- **Data to use**:
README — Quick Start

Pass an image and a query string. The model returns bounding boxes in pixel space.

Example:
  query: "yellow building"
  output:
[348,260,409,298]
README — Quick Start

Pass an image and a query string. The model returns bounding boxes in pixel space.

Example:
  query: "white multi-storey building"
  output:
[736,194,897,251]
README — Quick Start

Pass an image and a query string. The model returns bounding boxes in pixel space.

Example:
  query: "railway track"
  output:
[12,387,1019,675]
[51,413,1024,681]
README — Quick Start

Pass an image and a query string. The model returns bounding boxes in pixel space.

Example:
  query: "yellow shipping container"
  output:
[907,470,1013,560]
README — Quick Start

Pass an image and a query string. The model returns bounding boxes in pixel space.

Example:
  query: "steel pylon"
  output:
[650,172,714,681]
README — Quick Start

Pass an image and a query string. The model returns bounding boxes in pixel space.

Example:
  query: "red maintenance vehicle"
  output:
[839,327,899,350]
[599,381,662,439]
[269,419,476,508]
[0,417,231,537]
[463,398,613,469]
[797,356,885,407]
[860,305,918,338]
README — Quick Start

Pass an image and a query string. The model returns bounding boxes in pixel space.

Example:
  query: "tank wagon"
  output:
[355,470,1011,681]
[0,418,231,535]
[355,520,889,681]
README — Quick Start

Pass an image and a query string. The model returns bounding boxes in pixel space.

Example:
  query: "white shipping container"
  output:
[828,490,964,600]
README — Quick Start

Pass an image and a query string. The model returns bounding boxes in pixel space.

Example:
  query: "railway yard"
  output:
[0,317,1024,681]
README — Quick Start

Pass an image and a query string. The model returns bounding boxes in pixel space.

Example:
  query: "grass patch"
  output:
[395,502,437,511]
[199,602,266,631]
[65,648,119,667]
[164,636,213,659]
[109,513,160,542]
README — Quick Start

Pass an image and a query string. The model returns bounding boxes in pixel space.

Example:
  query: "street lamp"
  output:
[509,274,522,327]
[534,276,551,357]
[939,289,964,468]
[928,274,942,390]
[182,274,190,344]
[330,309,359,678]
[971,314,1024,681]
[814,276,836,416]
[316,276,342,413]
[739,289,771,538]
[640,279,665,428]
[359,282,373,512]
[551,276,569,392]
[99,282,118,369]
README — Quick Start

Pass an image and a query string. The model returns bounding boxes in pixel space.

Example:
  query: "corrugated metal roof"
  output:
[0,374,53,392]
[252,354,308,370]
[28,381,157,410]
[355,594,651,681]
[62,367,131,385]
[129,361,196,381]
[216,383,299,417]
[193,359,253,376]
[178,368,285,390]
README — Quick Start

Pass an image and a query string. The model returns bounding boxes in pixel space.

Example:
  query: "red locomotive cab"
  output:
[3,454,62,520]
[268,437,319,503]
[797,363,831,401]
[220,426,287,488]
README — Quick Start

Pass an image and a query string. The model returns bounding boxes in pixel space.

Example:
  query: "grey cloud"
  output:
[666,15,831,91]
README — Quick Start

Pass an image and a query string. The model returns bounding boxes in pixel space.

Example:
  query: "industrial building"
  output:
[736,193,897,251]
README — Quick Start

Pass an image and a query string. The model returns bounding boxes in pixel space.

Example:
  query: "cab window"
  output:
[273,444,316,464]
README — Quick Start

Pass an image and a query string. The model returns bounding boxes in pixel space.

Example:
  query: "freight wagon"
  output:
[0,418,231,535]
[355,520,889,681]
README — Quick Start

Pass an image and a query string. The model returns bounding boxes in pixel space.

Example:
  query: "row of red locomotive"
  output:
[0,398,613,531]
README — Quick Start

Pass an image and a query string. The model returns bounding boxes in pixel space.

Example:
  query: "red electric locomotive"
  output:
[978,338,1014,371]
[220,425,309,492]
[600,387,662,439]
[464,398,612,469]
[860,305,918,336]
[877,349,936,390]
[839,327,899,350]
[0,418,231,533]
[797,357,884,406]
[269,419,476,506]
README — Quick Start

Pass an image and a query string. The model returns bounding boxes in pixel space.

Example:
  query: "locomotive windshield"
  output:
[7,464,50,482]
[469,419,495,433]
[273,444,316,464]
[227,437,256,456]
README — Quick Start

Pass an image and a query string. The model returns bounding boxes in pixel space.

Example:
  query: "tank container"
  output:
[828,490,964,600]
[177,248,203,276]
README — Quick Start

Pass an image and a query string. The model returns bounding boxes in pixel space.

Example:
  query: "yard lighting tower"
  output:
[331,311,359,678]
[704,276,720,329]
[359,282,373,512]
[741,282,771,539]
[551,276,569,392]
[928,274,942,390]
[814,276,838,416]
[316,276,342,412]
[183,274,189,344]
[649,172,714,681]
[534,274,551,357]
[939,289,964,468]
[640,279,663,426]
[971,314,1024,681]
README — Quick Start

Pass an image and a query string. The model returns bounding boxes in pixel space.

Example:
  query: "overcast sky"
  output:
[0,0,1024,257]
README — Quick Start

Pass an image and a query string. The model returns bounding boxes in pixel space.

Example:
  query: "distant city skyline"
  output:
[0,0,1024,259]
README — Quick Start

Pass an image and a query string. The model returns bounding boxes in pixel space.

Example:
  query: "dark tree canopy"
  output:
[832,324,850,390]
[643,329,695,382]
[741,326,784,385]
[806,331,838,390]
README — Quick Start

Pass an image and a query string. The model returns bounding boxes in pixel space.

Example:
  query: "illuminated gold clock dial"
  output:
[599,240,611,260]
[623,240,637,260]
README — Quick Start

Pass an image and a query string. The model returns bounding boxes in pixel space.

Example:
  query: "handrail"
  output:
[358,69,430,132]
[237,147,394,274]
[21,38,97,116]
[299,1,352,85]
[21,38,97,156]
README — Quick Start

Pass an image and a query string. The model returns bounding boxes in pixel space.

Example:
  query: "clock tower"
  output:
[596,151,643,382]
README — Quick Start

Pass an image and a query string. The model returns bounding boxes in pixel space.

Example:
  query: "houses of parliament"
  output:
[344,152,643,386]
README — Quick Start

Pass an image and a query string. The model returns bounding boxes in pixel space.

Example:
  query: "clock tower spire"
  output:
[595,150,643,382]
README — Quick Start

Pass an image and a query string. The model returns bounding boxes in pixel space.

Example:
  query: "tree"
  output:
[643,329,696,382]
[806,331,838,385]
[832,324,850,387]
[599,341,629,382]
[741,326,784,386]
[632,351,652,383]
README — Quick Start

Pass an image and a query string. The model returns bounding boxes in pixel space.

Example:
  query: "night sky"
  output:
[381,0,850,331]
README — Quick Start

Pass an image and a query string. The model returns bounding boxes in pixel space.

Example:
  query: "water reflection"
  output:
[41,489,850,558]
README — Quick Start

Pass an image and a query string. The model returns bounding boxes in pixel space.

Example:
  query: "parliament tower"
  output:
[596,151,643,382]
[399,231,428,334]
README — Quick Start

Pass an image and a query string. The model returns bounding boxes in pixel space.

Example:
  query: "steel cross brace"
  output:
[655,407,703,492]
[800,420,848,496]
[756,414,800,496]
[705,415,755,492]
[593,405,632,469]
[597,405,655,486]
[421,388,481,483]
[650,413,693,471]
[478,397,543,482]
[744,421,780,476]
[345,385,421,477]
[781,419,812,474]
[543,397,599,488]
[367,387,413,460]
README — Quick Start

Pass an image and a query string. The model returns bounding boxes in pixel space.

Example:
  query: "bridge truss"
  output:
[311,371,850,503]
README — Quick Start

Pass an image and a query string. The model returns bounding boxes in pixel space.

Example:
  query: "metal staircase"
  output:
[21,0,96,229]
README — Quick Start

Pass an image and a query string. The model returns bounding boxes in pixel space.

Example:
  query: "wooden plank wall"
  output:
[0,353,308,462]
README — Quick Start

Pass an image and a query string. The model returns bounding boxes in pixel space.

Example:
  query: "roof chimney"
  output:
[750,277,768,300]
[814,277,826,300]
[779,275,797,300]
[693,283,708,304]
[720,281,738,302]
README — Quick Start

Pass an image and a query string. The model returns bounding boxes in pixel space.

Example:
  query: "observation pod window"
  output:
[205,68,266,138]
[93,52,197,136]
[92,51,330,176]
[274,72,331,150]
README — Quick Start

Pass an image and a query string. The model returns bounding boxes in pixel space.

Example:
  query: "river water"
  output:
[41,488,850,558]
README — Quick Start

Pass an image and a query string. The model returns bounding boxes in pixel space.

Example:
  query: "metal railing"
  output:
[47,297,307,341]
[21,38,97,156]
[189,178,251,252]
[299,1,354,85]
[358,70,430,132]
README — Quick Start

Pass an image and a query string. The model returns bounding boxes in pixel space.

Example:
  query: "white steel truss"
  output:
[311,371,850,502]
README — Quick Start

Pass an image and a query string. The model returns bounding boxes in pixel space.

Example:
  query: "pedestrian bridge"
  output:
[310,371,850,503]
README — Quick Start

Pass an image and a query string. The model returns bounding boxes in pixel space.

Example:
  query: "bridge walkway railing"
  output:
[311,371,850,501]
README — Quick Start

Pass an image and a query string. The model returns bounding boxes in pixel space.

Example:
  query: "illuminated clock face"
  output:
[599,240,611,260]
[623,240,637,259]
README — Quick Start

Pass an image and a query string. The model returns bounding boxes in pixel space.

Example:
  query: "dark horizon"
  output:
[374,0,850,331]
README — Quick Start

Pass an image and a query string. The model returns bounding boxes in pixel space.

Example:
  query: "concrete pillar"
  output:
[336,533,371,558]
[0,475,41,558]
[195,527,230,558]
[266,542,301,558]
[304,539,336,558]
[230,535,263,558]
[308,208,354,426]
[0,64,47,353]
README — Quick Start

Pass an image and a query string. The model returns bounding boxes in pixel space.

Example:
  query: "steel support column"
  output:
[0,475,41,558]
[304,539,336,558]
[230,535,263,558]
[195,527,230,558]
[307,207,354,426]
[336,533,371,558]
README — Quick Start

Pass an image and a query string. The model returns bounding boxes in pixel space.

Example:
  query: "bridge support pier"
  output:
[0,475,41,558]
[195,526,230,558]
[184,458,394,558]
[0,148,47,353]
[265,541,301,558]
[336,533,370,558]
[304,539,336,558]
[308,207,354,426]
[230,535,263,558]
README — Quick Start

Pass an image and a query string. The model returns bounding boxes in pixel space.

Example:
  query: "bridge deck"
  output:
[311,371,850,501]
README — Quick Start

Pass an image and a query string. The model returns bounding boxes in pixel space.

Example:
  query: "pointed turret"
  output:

- **Directive**: Give only the number of lines in the data above that contain the string "clock", counting a match only when its case is the same.

- **Exercise output**: 4